> _Task to complete_: Transcribe verbatim the span of lines that opens with the line containing "Place one point per instance of the black head." and closes with the last line of the data below.

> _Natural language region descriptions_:

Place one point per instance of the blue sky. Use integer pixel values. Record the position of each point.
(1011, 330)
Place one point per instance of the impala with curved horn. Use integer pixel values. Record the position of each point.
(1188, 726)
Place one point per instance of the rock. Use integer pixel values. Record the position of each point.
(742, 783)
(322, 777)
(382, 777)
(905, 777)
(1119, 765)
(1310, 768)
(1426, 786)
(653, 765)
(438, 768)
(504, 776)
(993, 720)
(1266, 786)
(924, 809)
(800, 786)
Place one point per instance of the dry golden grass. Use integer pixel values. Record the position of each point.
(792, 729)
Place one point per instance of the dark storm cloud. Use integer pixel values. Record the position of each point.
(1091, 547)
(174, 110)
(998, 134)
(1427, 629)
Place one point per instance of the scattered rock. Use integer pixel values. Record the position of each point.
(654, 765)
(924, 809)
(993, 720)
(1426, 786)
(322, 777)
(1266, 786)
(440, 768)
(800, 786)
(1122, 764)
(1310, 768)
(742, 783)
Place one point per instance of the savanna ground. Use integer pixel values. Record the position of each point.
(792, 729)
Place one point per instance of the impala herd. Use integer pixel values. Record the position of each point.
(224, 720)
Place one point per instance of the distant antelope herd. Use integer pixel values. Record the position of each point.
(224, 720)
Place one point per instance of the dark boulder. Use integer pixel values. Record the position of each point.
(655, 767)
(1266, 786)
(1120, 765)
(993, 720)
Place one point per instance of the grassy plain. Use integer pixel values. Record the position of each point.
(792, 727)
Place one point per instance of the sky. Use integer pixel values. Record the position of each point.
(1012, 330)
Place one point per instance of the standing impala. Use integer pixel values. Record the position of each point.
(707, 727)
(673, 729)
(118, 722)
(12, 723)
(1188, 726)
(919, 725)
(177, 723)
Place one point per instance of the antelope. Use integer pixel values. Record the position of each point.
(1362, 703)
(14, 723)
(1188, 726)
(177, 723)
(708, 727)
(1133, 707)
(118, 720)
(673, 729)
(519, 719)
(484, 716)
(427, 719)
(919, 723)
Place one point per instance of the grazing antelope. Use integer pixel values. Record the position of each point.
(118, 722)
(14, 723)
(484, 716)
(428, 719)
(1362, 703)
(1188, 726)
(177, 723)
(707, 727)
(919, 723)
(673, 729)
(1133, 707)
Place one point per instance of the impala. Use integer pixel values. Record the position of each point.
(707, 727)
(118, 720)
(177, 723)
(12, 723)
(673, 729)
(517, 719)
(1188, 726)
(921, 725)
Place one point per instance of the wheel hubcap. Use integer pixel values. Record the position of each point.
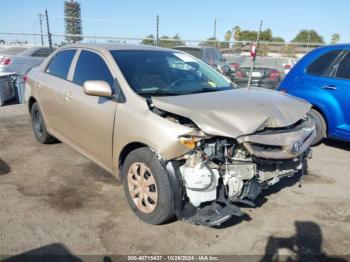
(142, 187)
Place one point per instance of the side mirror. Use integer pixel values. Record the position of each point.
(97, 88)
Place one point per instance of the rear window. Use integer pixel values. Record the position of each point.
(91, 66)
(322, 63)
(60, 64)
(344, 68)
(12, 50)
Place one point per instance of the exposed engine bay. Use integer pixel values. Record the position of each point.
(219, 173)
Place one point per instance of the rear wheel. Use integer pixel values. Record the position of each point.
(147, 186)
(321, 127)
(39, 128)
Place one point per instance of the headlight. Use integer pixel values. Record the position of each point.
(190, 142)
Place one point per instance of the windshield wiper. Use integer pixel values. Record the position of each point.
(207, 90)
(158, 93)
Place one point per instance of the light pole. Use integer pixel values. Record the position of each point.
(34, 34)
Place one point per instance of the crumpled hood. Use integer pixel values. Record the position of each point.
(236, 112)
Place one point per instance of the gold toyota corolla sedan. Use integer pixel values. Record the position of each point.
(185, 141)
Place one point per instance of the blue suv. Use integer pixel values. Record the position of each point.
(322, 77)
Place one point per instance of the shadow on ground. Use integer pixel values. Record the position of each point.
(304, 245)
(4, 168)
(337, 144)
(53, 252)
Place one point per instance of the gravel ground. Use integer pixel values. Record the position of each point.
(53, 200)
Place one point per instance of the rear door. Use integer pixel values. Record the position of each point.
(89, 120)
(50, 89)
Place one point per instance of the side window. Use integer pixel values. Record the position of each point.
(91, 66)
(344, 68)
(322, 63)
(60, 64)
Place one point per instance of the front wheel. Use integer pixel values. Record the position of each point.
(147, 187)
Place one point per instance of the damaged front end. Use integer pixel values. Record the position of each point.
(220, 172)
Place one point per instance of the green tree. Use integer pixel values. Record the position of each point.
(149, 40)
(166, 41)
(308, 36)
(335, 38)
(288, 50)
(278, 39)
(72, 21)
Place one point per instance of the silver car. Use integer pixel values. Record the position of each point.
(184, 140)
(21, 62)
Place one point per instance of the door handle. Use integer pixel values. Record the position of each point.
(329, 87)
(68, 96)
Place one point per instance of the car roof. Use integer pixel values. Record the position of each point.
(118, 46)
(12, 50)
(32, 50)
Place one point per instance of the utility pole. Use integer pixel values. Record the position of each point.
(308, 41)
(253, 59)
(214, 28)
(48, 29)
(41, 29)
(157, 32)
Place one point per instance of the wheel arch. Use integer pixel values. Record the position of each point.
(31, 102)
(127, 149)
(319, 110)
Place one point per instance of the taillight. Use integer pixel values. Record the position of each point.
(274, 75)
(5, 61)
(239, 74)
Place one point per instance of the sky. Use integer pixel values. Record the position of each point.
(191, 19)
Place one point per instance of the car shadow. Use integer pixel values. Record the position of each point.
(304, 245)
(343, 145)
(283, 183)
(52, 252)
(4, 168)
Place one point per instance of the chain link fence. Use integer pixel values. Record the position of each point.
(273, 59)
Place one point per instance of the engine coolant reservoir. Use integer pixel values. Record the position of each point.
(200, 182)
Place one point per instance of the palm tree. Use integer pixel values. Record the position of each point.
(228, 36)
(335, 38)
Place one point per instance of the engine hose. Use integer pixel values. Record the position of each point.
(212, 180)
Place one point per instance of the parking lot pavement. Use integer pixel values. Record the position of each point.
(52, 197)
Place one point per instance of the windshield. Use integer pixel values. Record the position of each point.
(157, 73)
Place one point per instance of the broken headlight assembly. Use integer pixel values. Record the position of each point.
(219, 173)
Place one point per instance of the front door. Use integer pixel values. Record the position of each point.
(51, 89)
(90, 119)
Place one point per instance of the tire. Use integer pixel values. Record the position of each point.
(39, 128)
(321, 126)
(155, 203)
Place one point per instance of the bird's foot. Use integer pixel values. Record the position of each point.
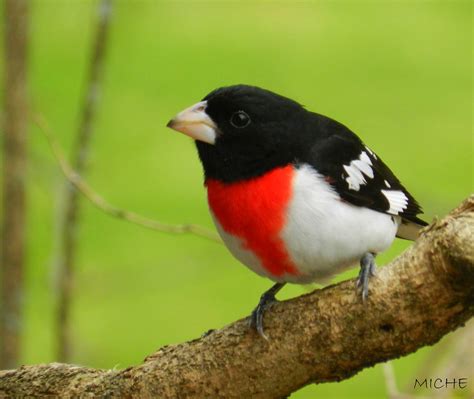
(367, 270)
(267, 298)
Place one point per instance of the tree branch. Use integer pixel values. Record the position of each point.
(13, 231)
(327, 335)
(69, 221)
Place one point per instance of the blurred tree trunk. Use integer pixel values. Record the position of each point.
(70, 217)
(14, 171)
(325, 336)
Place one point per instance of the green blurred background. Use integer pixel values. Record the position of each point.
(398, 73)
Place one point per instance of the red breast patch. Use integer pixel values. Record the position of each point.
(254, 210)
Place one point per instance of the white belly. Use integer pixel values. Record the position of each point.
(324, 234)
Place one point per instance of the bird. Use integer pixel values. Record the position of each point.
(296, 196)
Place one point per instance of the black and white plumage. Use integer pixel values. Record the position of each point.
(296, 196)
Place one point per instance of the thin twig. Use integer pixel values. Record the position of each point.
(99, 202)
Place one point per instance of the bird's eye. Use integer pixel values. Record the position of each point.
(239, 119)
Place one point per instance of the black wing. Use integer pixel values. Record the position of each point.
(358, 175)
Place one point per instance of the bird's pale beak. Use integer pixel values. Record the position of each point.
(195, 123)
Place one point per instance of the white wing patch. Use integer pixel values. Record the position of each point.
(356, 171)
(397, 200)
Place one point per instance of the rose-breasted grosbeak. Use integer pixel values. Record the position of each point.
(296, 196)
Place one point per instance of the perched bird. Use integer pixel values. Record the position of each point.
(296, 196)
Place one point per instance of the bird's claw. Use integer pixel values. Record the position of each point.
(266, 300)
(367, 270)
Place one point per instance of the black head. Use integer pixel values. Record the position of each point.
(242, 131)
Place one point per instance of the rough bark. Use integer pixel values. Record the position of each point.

> _Answer box_:
Place one point per instance of the black head. Use integer pixel values. Record the position of each point.
(242, 131)
Place one point per instance of the rough bark. Use integer pixel values. Record the position of each point.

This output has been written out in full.